→ **Natural-language object grounding data**
--------------------------------------------------
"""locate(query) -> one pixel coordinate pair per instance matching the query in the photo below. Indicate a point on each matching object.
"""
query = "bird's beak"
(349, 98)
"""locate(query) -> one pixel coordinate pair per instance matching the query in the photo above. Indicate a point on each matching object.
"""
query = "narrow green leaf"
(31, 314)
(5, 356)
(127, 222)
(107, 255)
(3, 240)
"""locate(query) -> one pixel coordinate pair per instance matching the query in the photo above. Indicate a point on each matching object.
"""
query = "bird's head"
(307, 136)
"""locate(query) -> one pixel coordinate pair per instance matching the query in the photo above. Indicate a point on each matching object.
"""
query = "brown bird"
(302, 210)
--------------------------------------------------
Would you please print every record exactly as written?

"""locate(query) -> one pixel coordinate pair per instance matching the query in the photo below. Indicate a point on each matching object.
"""
query = "bird's beak"
(349, 98)
"""locate(query) -> one pixel coordinate pair per instance matching the query in the photo above. Indicate a point on each matching object.
"""
query = "narrow green leaf"
(31, 314)
(5, 356)
(127, 222)
(107, 255)
(3, 240)
"""locate(query) -> one pixel coordinate pair per instance matching the query in the photo above. Indicate a point on each matching object.
"""
query = "bird's head"
(307, 136)
"""locate(query) -> one pixel coordinate pair per instance matching the query in the photo above. Indicate a point on each matching object.
"""
query = "brown bird"
(302, 210)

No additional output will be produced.